Problem to solve: Transcribe all records exactly; omit pictures.

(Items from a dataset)
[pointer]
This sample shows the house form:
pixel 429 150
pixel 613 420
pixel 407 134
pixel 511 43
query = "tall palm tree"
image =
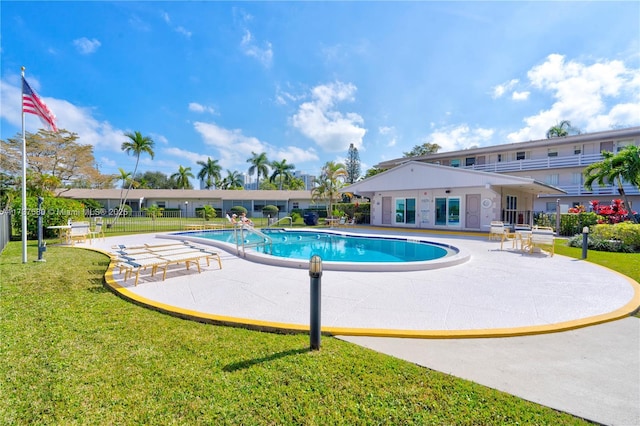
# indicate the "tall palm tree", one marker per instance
pixel 233 180
pixel 136 145
pixel 564 128
pixel 615 169
pixel 327 186
pixel 283 170
pixel 182 177
pixel 259 165
pixel 210 172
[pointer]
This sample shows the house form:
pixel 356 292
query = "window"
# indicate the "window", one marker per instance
pixel 511 209
pixel 621 144
pixel 448 211
pixel 552 179
pixel 576 178
pixel 406 210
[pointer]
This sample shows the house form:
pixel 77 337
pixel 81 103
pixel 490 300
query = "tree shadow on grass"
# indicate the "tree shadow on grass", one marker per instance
pixel 251 362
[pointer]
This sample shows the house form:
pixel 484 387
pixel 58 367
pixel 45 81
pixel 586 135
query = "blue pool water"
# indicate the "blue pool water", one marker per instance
pixel 334 247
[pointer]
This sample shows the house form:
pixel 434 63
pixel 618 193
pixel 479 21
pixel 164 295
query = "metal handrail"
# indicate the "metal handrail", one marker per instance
pixel 240 243
pixel 277 221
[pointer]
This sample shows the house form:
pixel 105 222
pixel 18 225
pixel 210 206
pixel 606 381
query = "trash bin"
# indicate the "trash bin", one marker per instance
pixel 310 218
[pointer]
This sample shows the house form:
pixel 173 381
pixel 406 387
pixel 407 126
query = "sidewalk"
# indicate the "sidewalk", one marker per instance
pixel 591 372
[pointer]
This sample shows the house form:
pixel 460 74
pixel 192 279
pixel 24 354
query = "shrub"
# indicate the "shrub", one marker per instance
pixel 206 212
pixel 621 237
pixel 238 210
pixel 270 210
pixel 57 211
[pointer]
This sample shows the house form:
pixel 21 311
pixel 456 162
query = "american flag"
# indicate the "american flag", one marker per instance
pixel 32 104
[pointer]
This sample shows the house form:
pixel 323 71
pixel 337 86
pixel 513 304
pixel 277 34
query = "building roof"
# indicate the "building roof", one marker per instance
pixel 618 134
pixel 183 194
pixel 416 175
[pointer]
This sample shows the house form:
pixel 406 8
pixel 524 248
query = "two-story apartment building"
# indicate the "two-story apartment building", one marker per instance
pixel 558 162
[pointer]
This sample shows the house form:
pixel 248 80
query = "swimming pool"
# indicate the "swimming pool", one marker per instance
pixel 338 250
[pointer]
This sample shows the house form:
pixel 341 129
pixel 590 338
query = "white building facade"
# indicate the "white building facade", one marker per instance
pixel 557 162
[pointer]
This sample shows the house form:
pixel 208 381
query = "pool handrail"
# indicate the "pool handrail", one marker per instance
pixel 277 221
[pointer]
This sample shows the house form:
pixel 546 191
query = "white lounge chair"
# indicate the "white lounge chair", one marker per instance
pixel 496 230
pixel 79 232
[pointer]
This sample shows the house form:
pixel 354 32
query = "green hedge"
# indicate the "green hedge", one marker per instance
pixel 620 237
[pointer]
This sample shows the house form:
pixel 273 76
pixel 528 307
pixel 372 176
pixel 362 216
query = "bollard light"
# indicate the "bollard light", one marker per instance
pixel 315 272
pixel 585 241
pixel 315 266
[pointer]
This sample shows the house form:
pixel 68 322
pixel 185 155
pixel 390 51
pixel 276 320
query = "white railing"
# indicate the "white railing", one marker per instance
pixel 538 164
pixel 609 190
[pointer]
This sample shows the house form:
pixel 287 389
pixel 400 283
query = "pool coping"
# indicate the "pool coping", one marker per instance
pixel 459 257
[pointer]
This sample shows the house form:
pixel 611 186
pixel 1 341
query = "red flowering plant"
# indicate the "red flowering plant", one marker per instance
pixel 577 209
pixel 613 213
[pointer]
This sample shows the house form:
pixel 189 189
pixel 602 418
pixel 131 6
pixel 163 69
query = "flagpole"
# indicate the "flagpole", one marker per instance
pixel 24 180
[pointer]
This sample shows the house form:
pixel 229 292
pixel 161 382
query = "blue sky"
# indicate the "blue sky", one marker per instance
pixel 302 80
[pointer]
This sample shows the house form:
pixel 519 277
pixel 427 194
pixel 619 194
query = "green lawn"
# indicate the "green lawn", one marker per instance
pixel 74 353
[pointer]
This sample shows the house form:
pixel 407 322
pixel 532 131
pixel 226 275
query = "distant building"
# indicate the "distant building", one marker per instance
pixel 558 162
pixel 307 179
pixel 188 200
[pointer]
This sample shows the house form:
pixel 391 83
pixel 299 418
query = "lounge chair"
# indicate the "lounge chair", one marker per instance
pixel 97 230
pixel 496 230
pixel 79 232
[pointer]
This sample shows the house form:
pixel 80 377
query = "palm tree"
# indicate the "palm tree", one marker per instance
pixel 182 177
pixel 562 129
pixel 259 165
pixel 283 170
pixel 233 180
pixel 328 185
pixel 614 169
pixel 210 172
pixel 136 145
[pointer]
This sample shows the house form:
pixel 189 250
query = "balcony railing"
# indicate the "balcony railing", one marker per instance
pixel 538 164
pixel 597 191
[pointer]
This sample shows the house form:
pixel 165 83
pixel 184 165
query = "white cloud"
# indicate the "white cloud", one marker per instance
pixel 191 157
pixel 520 96
pixel 86 46
pixel 460 137
pixel 196 107
pixel 179 29
pixel 263 54
pixel 235 148
pixel 318 120
pixel 593 97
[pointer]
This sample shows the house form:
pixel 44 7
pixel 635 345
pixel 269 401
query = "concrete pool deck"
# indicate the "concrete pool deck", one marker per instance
pixel 495 293
pixel 592 372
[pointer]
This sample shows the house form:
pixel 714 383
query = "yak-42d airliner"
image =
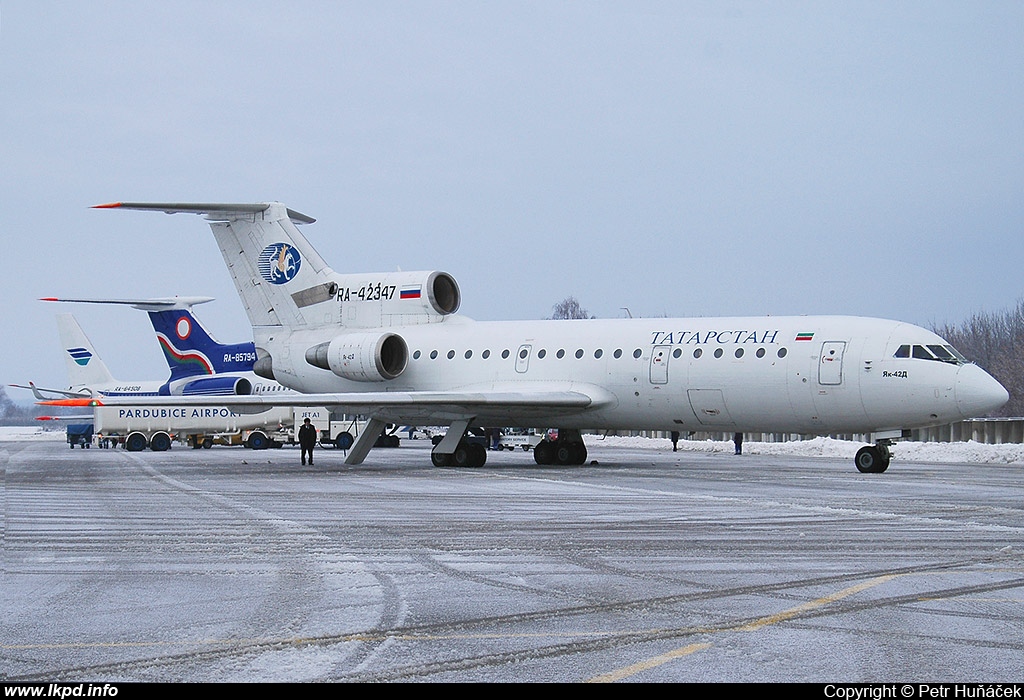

Solution to this task:
[pointer]
This sample shows the house form:
pixel 429 150
pixel 613 420
pixel 407 134
pixel 511 43
query = "tall palm tree"
image =
# indicate the "tall palm tree", one marker per instance
pixel 233 180
pixel 136 145
pixel 564 128
pixel 615 169
pixel 327 186
pixel 283 170
pixel 182 177
pixel 259 165
pixel 210 172
[pointer]
This sample shows the house form:
pixel 356 292
query = "window"
# indicate the "window", one marker per instance
pixel 511 209
pixel 621 144
pixel 448 211
pixel 552 179
pixel 576 178
pixel 406 210
[pointer]
This sample shows the house form:
pixel 77 337
pixel 81 103
pixel 490 300
query = "tree shadow on grass"
# indicate the "tree shadow on grass", one marker per instance
pixel 251 362
[pointer]
This sample shows the house form:
pixel 484 387
pixel 58 367
pixel 45 81
pixel 586 135
query = "blue pool water"
# indicate the "blue pool water", one marker per instance
pixel 334 247
[pointer]
This sample shows the house form:
pixel 434 63
pixel 618 193
pixel 479 21
pixel 164 295
query = "metal handrail"
# indicate the "metal handrail", one marker per instance
pixel 240 243
pixel 277 221
[pointer]
This sample shows the house form:
pixel 105 222
pixel 18 225
pixel 210 206
pixel 606 381
query = "trash bin"
# indicate the "trash bin", one marker per instance
pixel 310 218
[pointer]
This sample shows the house form:
pixel 173 381
pixel 406 387
pixel 407 126
query = "sidewalk"
# indicate the "sidewalk", one marker per instance
pixel 591 372
[pointer]
This sample shows the house form:
pixel 460 74
pixel 192 279
pixel 24 354
query = "shrub"
# indicate the "shrub", one marker per instance
pixel 206 212
pixel 621 237
pixel 238 210
pixel 270 210
pixel 57 211
[pointer]
This sample shows the house form:
pixel 21 311
pixel 456 162
query = "american flag"
# indicate the "american flag", one marker per instance
pixel 32 104
[pointer]
This sample shows the house form:
pixel 323 71
pixel 337 86
pixel 513 304
pixel 277 34
query = "building roof"
# indicate the "building roof", one marker per instance
pixel 618 134
pixel 183 194
pixel 416 175
[pointer]
This sample shows the house form:
pixel 406 8
pixel 524 248
query = "two-story apartment building"
# indicate the "two-story apartment building", one marker per instance
pixel 558 162
[pointer]
This sample shows the house form:
pixel 248 80
query = "swimming pool"
# indicate the "swimming pool", one marker per instance
pixel 338 250
[pointer]
This sample shows the house form:
pixel 341 129
pixel 590 338
query = "white building facade"
# indicate the "white building facade", one marker per instance
pixel 557 162
[pointer]
This sample shows the house form:
pixel 208 381
query = "pool handrail"
# indicate the "pool handrail", one marker per instance
pixel 277 221
[pointer]
This sample shows the house form:
pixel 546 191
query = "white lounge chair"
# indicate the "white lounge chair", one marker per instance
pixel 496 230
pixel 79 232
[pointer]
This sample shows the house form:
pixel 354 32
query = "green hedge"
# indicate the "green hedge", one marker per instance
pixel 620 237
[pointer]
This sample shows the house form:
pixel 273 76
pixel 528 307
pixel 372 176
pixel 362 216
query = "bollard light"
# indicate the "bollard light", one marker per instance
pixel 315 272
pixel 585 241
pixel 315 266
[pointer]
This sample shows the house form:
pixel 68 322
pixel 185 155
pixel 390 51
pixel 276 320
query = "white railing"
# indicate the "white railing", one marker per instance
pixel 538 164
pixel 609 190
[pointer]
This sample shows the house form:
pixel 287 389
pixel 400 283
query = "pool coping"
# indicate the "pool coping", one marker per instance
pixel 459 257
[pointer]
This sample shows the house form:
pixel 611 186
pixel 1 341
query = "red flowering plant"
# indicate the "red flowering plant", one marker per instance
pixel 577 209
pixel 613 213
[pointer]
This sample shows the house form:
pixel 189 189
pixel 602 418
pixel 131 6
pixel 163 69
query = "flagpole"
# indicate the "flagpole", one marker per instance
pixel 24 180
[pointer]
This sample shows the house form:
pixel 229 292
pixel 161 382
query = "blue sky"
# indicate the "blue sky", one marker per instance
pixel 302 80
[pointer]
This sample shows the house form:
pixel 519 277
pixel 427 194
pixel 619 194
query = "green lawn"
# indicate the "green lawn", one marker per instance
pixel 74 353
[pointer]
This sample shows the house form:
pixel 407 322
pixel 532 131
pixel 226 275
query = "distant building"
# indicate the "distant building", one marker per instance
pixel 558 162
pixel 307 179
pixel 188 200
[pointer]
This sample shows the house form:
pixel 391 83
pixel 299 418
query = "lounge chair"
# indicate the "lounge chair", one marker per instance
pixel 97 230
pixel 496 230
pixel 79 232
[pointer]
This sample shows the house form:
pixel 80 377
query = "palm tree"
# indicate the "palm tree", one marker per instance
pixel 182 177
pixel 562 129
pixel 259 165
pixel 283 170
pixel 233 180
pixel 328 185
pixel 614 169
pixel 210 172
pixel 136 145
[pointer]
This sample shows the house form:
pixel 189 250
query = "balcony railing"
# indicate the "balcony railing", one marker per instance
pixel 538 164
pixel 597 191
[pointer]
This sample shows the house form:
pixel 165 83
pixel 184 165
query = "white cloud"
# indicate the "white cloud", one marker per instance
pixel 191 157
pixel 520 96
pixel 86 46
pixel 460 137
pixel 196 107
pixel 179 29
pixel 263 54
pixel 235 148
pixel 318 120
pixel 593 97
[pointer]
This sample shows the house form:
pixel 44 7
pixel 635 345
pixel 269 401
query = "concrete pool deck"
# indicate the "concrete pool deck", one marker per instance
pixel 495 293
pixel 592 372
[pointer]
This sample shows the house form:
pixel 714 383
query = "yak-42d airliner"
image =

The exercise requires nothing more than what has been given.